===== 已知信息 =====

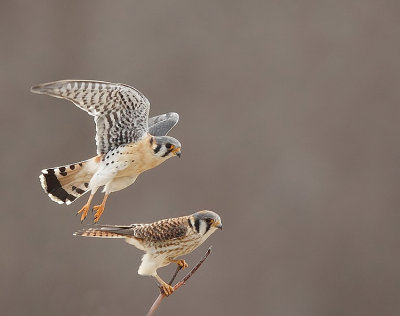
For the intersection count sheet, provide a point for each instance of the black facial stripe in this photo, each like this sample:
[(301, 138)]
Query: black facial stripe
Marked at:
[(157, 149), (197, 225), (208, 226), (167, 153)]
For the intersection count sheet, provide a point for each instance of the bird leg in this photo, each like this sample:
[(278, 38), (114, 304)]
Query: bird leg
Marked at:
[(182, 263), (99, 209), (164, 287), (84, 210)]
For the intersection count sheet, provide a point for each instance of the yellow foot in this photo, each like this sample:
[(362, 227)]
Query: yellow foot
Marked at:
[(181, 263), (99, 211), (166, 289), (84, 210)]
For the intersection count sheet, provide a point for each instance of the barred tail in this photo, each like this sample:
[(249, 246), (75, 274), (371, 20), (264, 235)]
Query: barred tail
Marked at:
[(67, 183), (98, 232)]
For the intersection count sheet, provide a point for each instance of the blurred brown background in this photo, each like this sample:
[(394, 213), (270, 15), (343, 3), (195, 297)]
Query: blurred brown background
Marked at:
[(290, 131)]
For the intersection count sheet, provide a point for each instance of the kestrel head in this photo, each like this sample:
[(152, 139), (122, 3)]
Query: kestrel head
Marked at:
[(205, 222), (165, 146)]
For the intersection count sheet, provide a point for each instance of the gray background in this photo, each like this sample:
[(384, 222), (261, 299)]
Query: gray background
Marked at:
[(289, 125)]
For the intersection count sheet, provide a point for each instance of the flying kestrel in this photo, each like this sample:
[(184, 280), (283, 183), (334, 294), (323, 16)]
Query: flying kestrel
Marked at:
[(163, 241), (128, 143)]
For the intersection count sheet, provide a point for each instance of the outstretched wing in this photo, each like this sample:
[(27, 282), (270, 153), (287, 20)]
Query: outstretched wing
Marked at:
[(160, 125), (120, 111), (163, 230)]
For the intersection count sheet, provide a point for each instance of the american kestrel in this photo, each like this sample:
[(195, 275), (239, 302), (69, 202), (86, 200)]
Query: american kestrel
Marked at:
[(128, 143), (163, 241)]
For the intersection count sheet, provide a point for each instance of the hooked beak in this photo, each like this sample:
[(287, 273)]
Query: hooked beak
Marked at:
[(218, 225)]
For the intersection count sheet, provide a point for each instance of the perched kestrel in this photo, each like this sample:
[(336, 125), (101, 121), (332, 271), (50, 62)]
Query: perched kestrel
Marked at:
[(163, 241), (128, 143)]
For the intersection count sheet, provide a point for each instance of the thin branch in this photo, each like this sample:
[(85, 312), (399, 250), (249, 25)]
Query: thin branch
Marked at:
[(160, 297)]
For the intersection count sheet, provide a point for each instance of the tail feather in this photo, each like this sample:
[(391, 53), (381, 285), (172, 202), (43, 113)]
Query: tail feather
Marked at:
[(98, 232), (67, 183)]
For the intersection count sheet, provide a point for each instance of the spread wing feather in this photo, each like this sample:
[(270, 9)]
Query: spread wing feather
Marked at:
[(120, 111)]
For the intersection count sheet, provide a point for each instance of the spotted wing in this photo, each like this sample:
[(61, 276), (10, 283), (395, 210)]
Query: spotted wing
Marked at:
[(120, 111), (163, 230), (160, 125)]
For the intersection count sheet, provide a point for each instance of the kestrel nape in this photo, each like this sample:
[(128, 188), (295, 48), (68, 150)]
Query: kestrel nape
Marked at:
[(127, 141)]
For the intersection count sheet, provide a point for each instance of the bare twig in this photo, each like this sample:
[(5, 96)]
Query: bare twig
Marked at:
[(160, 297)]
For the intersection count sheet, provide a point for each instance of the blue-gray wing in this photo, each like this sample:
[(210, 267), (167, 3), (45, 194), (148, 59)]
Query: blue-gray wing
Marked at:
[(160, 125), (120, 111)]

=====
===== 已知信息 =====

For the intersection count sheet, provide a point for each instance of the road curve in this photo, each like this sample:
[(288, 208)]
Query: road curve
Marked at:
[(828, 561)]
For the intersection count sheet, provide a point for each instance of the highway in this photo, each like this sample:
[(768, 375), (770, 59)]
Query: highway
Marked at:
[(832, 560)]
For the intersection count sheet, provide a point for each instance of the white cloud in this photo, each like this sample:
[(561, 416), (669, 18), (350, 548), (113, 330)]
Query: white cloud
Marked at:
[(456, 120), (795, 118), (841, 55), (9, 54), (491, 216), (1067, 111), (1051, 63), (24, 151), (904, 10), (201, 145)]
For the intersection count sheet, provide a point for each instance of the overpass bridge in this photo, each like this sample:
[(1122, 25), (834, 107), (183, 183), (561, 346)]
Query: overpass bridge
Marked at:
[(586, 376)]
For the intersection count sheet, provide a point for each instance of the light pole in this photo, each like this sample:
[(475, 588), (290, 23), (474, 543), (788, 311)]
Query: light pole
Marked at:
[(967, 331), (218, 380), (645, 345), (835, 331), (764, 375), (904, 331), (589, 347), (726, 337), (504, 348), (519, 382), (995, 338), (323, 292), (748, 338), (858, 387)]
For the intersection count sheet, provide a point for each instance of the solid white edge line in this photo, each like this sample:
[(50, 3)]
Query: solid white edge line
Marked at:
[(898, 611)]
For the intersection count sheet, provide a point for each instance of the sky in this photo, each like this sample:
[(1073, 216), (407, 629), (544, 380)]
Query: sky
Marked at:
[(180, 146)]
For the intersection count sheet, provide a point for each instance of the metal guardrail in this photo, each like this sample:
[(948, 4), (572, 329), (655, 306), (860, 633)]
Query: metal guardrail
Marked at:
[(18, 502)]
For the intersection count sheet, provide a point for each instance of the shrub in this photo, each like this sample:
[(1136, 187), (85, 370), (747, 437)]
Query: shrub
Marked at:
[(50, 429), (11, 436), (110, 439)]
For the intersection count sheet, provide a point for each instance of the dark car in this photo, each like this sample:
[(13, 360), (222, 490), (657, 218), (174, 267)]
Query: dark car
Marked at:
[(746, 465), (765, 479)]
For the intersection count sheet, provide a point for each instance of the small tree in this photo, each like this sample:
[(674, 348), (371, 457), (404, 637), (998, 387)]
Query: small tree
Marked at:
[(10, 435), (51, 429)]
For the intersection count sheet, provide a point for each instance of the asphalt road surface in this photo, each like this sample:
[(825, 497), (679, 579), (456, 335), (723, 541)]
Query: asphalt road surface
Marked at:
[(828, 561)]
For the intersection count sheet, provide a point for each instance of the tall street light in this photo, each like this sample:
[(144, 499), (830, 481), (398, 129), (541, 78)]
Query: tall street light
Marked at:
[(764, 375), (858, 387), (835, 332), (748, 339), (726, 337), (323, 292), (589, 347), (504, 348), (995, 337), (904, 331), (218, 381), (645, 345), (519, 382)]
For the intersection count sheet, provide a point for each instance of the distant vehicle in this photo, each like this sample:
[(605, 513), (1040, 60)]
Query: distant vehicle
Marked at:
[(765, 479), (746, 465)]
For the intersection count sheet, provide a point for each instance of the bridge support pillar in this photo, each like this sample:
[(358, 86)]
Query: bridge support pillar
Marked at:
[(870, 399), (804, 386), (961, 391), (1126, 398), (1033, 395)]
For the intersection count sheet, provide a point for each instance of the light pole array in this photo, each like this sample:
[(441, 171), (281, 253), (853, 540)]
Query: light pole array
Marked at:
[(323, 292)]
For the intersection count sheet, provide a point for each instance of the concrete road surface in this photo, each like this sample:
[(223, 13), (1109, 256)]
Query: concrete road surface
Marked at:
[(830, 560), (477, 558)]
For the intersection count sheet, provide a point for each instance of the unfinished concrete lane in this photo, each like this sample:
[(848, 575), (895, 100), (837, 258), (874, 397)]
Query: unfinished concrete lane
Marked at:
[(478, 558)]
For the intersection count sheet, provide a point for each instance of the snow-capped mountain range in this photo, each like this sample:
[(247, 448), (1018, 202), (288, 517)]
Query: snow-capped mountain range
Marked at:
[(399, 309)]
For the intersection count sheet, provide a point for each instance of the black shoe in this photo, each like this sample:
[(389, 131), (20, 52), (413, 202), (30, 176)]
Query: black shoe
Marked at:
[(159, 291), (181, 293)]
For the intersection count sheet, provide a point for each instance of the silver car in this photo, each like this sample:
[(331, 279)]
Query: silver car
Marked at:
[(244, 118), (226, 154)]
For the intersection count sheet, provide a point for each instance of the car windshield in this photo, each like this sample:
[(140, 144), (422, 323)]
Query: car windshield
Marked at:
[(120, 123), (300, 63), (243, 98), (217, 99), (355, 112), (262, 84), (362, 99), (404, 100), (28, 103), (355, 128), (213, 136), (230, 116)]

=====

把上面数据中从含有“of the blue-gray”的那一行到含有“[(160, 125), (120, 111)]”的那一行（首尾两行都算在内）表示成一个 JSON 字符串列表，每行对应一个字符串，空行不计。

▶ [练习解答]:
[
  "For the intersection count sheet, provide a point for each instance of the blue-gray wing in this photo, each like this sample:",
  "[(210, 267), (167, 3), (45, 194), (148, 59)]",
  "Query: blue-gray wing",
  "Marked at:",
  "[(160, 125), (120, 111)]"
]